● **EXERCISE AIM**: Reproduce, word for word, the portion of the data below that opens with the line containing "Flashcard — Front: Where is the spruce" and runs through the end of the data, including both of those lines.

● **INPUT**:
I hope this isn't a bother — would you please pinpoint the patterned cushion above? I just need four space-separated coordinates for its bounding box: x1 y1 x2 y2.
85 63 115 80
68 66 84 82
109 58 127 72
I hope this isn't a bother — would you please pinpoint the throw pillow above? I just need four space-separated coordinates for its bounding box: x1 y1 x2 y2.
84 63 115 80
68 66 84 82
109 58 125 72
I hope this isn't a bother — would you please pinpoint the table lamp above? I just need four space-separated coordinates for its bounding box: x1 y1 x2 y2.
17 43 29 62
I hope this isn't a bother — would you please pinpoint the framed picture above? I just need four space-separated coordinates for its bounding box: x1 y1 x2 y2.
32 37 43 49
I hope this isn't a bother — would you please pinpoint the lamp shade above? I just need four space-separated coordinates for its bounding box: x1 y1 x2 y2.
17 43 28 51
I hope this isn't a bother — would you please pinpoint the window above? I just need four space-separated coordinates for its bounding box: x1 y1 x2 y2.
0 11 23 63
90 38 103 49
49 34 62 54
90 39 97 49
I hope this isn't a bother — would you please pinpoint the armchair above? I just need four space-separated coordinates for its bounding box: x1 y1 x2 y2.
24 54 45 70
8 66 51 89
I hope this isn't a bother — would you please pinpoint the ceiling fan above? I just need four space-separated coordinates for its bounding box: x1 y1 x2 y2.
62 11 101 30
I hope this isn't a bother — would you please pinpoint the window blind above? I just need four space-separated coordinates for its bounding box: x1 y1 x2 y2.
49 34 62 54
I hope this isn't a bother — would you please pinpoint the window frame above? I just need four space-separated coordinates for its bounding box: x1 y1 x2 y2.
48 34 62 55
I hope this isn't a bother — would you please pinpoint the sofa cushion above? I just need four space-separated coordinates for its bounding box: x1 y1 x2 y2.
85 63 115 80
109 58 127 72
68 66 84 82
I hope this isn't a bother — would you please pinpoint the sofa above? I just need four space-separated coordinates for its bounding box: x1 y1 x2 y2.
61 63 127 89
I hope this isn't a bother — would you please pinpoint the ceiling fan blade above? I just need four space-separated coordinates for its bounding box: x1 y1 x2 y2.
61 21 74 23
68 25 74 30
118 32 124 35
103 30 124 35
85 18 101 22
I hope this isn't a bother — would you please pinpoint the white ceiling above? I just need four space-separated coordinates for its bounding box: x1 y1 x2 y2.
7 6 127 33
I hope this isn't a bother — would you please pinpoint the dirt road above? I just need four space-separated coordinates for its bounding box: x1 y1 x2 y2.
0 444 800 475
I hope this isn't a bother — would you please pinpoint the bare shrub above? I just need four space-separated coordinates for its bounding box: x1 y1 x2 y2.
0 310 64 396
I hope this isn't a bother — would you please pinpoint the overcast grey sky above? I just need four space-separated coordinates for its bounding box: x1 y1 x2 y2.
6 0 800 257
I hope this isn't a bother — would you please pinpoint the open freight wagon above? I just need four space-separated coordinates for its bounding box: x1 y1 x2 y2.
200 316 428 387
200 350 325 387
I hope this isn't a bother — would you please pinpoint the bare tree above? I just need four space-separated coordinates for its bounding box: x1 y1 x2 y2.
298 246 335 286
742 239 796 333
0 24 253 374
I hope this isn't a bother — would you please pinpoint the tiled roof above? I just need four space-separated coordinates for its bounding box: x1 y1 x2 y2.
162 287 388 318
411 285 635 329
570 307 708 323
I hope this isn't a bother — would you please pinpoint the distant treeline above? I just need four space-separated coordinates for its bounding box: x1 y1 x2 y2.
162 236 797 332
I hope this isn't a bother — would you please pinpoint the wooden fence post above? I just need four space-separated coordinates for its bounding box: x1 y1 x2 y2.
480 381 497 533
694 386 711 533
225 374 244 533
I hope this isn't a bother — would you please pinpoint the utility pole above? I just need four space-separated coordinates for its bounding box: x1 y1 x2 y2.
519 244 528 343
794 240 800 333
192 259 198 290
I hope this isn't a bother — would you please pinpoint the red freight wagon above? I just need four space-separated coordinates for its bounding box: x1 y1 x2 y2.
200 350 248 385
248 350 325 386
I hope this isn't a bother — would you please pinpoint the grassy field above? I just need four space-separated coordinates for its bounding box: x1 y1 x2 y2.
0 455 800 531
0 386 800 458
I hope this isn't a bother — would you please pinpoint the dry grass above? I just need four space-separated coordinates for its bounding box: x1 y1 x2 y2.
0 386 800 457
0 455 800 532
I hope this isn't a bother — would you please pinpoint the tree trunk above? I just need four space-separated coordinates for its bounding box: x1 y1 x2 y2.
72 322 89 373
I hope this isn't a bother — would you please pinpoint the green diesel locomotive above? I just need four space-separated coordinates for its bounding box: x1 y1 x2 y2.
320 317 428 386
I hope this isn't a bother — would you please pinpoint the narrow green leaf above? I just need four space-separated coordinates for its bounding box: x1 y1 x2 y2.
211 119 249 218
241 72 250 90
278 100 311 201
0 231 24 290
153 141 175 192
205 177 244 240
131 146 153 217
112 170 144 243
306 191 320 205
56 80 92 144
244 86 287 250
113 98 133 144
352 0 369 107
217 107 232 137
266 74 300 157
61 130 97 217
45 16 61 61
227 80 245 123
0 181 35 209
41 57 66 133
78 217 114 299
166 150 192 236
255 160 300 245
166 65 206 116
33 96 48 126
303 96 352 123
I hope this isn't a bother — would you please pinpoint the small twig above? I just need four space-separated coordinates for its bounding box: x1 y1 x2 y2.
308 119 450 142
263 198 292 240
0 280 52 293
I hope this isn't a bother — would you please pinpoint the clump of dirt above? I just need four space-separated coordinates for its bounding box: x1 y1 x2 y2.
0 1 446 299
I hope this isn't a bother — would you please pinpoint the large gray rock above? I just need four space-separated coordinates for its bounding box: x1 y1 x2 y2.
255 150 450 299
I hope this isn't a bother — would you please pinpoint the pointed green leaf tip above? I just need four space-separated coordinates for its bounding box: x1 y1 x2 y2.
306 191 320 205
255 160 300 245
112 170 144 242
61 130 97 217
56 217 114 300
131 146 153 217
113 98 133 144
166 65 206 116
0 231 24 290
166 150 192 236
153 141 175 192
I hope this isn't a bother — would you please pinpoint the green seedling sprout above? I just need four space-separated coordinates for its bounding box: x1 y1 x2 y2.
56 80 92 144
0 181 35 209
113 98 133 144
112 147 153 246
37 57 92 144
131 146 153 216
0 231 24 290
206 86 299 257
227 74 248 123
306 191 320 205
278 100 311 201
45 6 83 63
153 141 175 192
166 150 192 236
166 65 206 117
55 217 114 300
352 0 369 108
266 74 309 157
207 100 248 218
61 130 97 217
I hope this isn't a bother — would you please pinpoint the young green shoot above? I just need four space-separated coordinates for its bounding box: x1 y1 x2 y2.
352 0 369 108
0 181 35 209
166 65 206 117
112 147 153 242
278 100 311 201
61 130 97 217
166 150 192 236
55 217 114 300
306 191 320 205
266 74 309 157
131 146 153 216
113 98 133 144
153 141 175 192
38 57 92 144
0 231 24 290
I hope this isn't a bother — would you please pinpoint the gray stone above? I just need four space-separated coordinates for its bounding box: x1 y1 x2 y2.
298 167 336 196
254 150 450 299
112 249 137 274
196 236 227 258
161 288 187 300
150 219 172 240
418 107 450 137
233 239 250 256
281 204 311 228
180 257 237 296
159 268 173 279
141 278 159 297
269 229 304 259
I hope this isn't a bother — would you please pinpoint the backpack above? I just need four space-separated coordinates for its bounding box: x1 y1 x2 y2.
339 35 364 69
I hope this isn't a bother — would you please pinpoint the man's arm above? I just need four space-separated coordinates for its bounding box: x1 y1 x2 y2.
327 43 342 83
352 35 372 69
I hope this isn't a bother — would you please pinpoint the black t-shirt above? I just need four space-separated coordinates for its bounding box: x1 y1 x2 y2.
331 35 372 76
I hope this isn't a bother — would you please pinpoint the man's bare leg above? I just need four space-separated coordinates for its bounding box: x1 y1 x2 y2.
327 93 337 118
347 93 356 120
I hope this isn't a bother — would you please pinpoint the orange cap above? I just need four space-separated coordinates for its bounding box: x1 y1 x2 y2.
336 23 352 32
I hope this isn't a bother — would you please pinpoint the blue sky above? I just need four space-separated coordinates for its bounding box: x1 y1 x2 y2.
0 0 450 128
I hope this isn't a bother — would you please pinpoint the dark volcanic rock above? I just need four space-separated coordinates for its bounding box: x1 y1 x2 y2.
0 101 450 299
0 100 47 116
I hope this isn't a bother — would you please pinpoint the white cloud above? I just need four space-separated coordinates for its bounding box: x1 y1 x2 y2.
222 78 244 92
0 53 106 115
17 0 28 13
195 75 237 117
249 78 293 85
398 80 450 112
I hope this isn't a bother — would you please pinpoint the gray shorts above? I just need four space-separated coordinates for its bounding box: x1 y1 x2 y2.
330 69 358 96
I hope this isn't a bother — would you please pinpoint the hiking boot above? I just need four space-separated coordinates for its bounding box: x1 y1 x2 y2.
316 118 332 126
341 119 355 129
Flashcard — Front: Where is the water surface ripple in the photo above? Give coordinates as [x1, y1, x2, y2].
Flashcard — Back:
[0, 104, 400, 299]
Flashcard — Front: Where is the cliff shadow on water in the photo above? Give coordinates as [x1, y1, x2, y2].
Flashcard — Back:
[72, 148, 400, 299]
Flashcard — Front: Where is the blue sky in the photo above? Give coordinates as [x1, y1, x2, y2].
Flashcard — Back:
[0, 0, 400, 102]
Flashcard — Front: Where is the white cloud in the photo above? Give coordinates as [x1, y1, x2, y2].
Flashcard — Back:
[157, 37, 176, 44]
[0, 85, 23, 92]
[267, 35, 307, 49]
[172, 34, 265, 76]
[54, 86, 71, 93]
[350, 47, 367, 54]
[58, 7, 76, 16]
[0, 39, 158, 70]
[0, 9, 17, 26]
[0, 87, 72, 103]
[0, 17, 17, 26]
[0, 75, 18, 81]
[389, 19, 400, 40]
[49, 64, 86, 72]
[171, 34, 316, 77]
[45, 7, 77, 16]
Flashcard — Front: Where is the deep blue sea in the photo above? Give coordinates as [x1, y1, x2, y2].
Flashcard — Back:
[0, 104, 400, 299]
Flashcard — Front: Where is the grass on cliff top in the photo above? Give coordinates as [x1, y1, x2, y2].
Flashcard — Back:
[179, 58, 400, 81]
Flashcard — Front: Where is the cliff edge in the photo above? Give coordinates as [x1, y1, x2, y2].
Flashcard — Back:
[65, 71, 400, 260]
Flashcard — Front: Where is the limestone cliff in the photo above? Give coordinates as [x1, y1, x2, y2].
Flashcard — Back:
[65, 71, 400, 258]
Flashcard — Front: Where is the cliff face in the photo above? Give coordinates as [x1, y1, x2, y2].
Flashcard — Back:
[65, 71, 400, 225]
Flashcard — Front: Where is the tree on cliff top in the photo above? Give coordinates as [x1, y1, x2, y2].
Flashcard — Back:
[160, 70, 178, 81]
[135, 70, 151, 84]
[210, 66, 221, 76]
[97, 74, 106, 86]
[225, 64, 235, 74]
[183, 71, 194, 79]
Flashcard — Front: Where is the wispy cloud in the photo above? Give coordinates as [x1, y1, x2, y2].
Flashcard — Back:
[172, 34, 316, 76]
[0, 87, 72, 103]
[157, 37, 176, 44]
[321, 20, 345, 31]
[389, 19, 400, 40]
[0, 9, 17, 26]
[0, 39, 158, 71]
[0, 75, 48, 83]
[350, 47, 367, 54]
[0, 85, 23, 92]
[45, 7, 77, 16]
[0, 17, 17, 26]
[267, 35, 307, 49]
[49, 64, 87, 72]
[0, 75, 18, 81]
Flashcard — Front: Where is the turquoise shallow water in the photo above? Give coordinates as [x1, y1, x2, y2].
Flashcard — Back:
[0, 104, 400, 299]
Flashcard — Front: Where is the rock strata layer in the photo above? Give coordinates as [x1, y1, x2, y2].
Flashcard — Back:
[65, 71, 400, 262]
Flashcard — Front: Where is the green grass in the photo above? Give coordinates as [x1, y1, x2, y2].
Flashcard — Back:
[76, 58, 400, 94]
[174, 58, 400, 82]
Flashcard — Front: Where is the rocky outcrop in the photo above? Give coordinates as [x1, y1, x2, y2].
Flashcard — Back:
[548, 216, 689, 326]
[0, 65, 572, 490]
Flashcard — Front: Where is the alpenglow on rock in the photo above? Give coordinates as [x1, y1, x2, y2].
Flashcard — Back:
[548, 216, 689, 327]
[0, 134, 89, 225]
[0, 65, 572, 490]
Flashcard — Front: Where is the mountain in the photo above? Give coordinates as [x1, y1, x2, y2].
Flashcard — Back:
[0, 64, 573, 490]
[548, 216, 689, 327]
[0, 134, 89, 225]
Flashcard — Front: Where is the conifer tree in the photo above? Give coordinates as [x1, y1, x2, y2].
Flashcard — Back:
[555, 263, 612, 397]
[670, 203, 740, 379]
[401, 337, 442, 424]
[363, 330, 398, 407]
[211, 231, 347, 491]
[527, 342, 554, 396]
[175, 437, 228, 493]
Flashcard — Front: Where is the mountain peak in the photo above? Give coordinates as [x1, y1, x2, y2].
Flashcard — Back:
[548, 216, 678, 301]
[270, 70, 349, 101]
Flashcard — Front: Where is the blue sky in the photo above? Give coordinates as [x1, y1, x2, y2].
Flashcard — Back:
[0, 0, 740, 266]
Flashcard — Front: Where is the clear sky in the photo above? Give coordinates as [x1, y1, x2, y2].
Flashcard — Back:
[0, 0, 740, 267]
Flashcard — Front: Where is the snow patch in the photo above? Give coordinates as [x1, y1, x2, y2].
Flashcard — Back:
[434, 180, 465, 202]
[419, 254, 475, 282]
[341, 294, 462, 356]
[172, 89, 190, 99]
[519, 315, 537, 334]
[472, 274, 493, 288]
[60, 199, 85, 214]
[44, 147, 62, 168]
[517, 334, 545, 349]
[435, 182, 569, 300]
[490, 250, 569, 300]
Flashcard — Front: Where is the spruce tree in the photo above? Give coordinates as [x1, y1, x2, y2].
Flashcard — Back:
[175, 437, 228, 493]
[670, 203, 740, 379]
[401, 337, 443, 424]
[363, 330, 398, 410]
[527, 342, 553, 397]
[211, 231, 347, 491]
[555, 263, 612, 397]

● **RESULT**:
Flashcard — Front: Where is the spruce tree in the photo above? Give coordinates as [x1, y1, x2, y2].
Flashcard — Back:
[175, 437, 228, 493]
[670, 203, 740, 379]
[401, 337, 443, 424]
[363, 330, 398, 410]
[527, 342, 553, 397]
[211, 231, 347, 491]
[555, 263, 612, 397]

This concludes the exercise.